===== Data for this task

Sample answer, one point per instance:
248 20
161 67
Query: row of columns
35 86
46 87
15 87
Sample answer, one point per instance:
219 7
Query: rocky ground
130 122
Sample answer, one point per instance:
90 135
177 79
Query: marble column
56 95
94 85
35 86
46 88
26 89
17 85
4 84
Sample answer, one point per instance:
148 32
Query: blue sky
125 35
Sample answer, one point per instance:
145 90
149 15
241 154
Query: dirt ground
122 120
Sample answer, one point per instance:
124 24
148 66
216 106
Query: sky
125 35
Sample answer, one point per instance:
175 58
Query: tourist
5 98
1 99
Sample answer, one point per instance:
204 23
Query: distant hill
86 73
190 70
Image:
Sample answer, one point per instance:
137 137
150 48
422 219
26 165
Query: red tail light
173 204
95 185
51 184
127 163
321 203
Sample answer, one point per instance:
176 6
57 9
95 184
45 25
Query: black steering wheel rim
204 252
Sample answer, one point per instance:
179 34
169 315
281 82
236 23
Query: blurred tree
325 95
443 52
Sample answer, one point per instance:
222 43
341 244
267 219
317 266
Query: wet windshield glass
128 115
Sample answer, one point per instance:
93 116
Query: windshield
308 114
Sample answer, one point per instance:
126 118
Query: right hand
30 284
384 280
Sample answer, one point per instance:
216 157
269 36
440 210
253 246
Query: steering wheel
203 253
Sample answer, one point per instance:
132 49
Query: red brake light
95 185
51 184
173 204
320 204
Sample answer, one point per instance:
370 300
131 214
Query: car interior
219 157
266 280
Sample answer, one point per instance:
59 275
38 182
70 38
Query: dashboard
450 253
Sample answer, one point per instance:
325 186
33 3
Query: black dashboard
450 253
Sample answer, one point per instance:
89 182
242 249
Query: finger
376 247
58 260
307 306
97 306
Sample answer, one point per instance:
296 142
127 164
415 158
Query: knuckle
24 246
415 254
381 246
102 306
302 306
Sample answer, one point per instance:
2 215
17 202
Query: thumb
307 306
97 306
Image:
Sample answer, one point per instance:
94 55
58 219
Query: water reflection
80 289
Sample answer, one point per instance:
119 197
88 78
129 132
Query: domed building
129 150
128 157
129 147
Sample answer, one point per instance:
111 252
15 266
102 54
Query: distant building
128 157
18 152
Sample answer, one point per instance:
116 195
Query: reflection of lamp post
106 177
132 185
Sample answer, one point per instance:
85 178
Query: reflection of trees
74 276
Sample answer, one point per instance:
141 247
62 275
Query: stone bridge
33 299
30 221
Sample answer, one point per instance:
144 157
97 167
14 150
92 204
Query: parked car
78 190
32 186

==========

* **Written request**: Write down all the entries again without a single difference.

* **Result below**:
Sample answer, one point per instance:
248 20
161 67
Query: row of columns
35 86
46 87
15 87
Sample answer, one point per instance:
219 7
Query: rocky ground
130 122
Sample answer, one point per instance:
90 135
177 79
Query: marble column
56 95
94 85
35 86
46 88
26 89
17 85
4 84
Sample answer, one point per instance:
148 32
Query: blue sky
125 35
Sample answer, one point per instance:
145 90
149 15
241 154
Query: dirt ground
122 120
Sample answer, one point per instance:
124 24
148 66
216 106
Query: sky
125 35
Sample answer, one point per instance:
175 58
Query: tourist
5 98
1 99
Sample answer, one point per instance:
204 23
Query: distant hill
86 73
190 70
Image:
Sample answer, one point per instance:
137 137
150 48
422 219
26 165
Query: red tail light
173 204
95 185
51 184
127 163
321 203
Sample answer, one point per instance:
176 6
57 9
95 184
45 25
Query: black steering wheel rim
204 252
Sample answer, one point per instance:
179 34
169 315
281 82
236 23
Query: blurred tree
325 95
443 52
Sample answer, one point per instance:
222 43
341 244
267 219
317 266
Query: wet windshield glass
128 115
Sample answer, one point per instance:
93 116
Query: windshield
308 114
Sample answer, one point per instance:
126 118
Query: right hand
30 284
384 280
Sample answer, one point per instance:
216 157
269 36
440 210
253 246
Query: steering wheel
203 253
Sample answer, one point per instance:
132 49
Query: red brake light
95 185
51 184
173 204
320 204
Sample answer, one point per instance:
370 300
131 214
Query: car interior
219 157
266 280
Sample answer, one point per instance:
59 275
38 182
70 38
Query: dashboard
450 253
Sample answer, one point per instance:
325 186
33 3
Query: black dashboard
450 253
Sample answer, one point per instance:
89 182
242 249
Query: finger
376 247
58 260
307 306
97 306
Sample answer, one point per instance:
296 142
127 164
415 158
Query: knuckle
24 246
415 254
381 246
102 306
302 306
Sample answer, one point per instance:
2 215
17 202
Query: thumb
307 306
97 306
Image:
Sample answer, one point per instance:
94 55
58 219
Query: water reflection
80 289
Sample answer, one point per instance:
119 197
88 78
129 132
Query: domed building
129 150
128 157
129 147
Sample answer, one point per instance:
111 252
15 266
102 54
Query: distant building
128 157
18 152
Sample answer, one point per instance:
116 195
Query: reflection of lamp post
106 177
132 185
Sample answer, one point per instance:
85 178
Query: reflection of trees
74 276
Sample answer, one point per instance:
141 247
62 275
Query: stone bridge
33 299
30 221
Sample answer, one point per instance:
144 157
97 167
14 150
92 204
Query: parked car
78 190
32 186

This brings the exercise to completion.